| Task brief |
From the line that contains "Query: branch" to the final line below, both included, print each line exactly and skip the pictures.

| Stored data entries |
..........

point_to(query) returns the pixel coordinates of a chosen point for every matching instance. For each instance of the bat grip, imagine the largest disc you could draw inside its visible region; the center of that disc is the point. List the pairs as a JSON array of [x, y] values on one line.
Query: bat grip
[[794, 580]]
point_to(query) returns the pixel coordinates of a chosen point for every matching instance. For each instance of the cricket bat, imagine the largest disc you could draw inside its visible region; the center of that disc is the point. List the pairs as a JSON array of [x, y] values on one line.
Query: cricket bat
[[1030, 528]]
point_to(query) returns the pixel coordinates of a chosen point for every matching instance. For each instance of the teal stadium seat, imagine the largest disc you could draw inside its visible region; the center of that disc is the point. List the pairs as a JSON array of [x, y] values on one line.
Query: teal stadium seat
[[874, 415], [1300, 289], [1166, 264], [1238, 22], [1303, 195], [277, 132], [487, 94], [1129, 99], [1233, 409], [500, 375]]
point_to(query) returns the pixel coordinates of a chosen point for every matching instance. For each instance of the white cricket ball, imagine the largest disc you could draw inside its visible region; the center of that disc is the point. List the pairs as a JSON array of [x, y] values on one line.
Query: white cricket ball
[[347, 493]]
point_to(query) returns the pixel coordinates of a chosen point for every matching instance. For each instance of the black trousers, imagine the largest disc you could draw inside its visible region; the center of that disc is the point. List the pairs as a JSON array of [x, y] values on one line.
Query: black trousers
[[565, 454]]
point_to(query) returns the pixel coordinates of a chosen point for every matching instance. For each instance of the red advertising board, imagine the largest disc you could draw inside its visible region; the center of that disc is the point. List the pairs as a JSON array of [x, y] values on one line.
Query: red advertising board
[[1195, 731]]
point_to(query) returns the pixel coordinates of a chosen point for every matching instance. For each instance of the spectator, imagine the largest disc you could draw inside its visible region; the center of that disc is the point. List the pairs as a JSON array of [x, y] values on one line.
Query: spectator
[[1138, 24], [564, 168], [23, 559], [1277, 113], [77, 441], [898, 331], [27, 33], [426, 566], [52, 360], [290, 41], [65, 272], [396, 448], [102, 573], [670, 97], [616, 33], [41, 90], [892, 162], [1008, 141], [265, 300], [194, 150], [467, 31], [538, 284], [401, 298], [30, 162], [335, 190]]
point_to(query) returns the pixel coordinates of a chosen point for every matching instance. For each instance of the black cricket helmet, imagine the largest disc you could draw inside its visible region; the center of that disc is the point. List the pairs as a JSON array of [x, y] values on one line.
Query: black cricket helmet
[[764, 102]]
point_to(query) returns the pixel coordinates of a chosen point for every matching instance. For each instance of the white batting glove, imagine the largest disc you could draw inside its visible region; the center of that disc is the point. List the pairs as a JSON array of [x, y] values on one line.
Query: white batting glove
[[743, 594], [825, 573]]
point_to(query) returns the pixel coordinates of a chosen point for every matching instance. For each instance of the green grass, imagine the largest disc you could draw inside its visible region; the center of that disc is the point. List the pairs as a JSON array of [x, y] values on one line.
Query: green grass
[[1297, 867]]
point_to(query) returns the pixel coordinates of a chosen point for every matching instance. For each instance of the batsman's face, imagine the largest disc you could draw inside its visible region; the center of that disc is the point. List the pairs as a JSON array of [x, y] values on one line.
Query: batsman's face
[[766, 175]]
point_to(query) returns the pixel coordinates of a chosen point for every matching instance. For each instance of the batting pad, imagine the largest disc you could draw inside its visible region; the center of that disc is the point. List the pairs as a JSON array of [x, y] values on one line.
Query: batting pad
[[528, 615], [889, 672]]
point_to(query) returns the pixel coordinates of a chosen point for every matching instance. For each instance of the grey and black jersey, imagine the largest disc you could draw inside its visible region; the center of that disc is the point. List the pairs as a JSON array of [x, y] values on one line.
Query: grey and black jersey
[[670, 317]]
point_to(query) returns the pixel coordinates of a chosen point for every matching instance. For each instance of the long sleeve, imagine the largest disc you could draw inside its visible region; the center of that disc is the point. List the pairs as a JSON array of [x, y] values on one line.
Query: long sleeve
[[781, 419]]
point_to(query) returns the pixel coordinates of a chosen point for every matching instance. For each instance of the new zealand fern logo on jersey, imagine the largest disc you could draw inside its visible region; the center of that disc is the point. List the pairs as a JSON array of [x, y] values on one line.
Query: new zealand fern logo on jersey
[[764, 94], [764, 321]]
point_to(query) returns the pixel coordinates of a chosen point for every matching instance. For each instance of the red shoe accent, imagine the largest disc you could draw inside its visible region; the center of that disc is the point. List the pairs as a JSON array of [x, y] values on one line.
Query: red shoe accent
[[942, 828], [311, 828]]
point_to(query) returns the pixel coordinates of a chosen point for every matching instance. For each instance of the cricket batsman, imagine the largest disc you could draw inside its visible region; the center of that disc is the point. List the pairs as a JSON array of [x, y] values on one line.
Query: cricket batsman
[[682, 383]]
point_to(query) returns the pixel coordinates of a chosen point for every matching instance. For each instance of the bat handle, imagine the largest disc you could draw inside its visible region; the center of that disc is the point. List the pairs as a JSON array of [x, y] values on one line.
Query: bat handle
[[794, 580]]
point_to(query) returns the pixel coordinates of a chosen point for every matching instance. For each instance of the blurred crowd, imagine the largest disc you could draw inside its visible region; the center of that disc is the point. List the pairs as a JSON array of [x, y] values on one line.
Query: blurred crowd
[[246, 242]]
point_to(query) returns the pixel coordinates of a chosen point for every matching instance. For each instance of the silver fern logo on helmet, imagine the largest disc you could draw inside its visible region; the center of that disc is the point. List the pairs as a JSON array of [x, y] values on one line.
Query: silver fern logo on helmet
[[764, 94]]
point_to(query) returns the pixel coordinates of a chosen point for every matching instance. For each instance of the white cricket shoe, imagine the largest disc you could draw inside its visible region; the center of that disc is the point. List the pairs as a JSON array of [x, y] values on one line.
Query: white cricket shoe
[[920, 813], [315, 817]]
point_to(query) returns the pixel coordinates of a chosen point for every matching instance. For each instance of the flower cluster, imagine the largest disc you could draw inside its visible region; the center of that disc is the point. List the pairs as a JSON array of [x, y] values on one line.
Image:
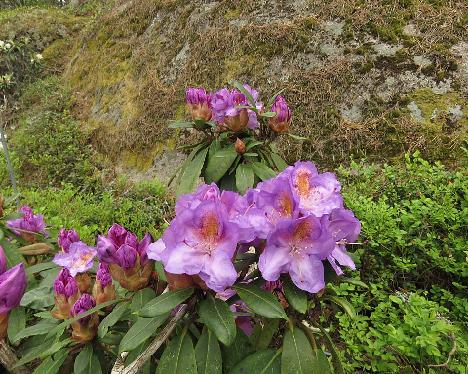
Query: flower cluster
[[12, 286], [295, 221], [28, 224], [231, 109]]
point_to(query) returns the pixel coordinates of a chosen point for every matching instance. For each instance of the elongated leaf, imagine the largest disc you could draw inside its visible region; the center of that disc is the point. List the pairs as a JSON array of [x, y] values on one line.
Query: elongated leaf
[[217, 316], [244, 178], [263, 171], [260, 301], [141, 298], [262, 362], [87, 362], [280, 164], [191, 173], [236, 352], [40, 328], [178, 357], [296, 297], [263, 333], [344, 304], [112, 318], [297, 357], [141, 330], [16, 322], [52, 365], [219, 163], [165, 303], [208, 354], [337, 365]]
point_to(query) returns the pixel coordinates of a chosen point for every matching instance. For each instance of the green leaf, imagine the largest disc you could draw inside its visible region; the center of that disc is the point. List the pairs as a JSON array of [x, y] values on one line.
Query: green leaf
[[262, 362], [112, 318], [178, 357], [236, 352], [337, 365], [296, 297], [280, 164], [165, 303], [263, 171], [347, 307], [219, 163], [180, 124], [208, 354], [40, 328], [191, 173], [244, 178], [263, 333], [297, 357], [260, 301], [87, 362], [217, 316], [141, 330], [52, 365], [141, 298], [16, 322]]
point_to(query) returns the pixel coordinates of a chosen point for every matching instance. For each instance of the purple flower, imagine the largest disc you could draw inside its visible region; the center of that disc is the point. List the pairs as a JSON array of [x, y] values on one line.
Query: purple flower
[[121, 247], [199, 103], [318, 193], [82, 305], [78, 259], [65, 284], [201, 241], [29, 221], [3, 260], [280, 123], [296, 247], [66, 237], [103, 275], [344, 228], [12, 286]]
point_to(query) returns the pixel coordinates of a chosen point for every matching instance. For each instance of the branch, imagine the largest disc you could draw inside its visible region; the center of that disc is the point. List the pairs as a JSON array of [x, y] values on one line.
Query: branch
[[133, 368], [8, 359]]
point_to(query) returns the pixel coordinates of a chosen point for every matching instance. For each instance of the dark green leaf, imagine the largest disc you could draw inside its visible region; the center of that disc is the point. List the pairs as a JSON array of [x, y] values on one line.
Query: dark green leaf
[[165, 303], [217, 316], [347, 307], [262, 362], [236, 352], [141, 298], [219, 163], [178, 357], [263, 333], [87, 362], [337, 365], [296, 297], [112, 318], [260, 301], [141, 330], [191, 173], [263, 171], [16, 322], [52, 365], [244, 178], [208, 354], [297, 357]]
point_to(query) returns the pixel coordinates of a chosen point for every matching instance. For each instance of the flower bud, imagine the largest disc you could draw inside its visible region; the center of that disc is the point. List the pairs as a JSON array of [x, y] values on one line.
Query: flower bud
[[84, 330], [67, 237], [103, 289], [280, 123], [198, 103], [240, 146], [66, 293]]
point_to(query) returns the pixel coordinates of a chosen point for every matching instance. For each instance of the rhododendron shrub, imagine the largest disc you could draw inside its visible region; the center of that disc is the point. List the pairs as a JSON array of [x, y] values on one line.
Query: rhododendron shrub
[[238, 281]]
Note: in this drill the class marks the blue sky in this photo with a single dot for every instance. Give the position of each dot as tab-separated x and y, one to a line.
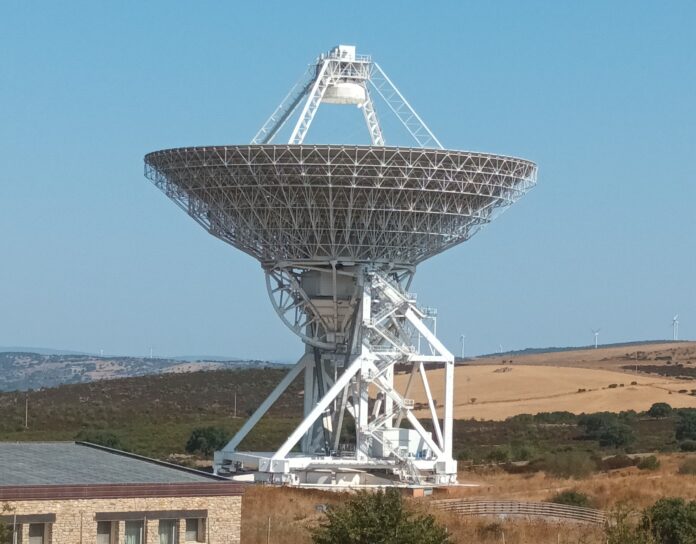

..........

| Written answer |
Query: branch
[[133, 368], [8, 359]]
point_to(query) returns the pixel coordinates of a chosen point for every matching instance. For each instance of the dark green leaf, imagine the largest disc you could draw inside its visible region; the center of that disc is the point. List the pairs as a JSON array of [x, y] values on one line.
Query: dark green leaf
[[165, 303], [217, 316], [347, 307], [262, 362], [236, 352], [141, 298], [219, 163], [178, 357], [263, 333], [87, 362], [337, 365], [296, 297], [112, 318], [260, 301], [141, 330], [191, 173], [263, 171], [16, 322], [52, 365], [244, 178], [208, 354], [297, 357]]
point_to(query) returns the pixel coordinates of a chosen point for every matching instance. For each instance of the flower bud, imagine the largest disc you could draw inside its visible region; the center of that disc is the point. List the pairs as a JSON array of [x, y] values on one line.
Query: flower bud
[[84, 330], [67, 237], [103, 289], [280, 123], [198, 103], [240, 146], [66, 293]]
point_to(query) returns the pixel coordinates of a chosen point for every matching instance. For each instance of the rhododendron shrub, imagine the largest disc you could draw inside its visible region; the center of that disc is the point. List the pairs as a JSON array of [x, y] values on one line.
Query: rhododendron shrub
[[238, 281]]
Note: in this drill the class marks the blue sky in this photo with a single dot for every instance. Give the position of each dot as tab-separated x and y, one to a line.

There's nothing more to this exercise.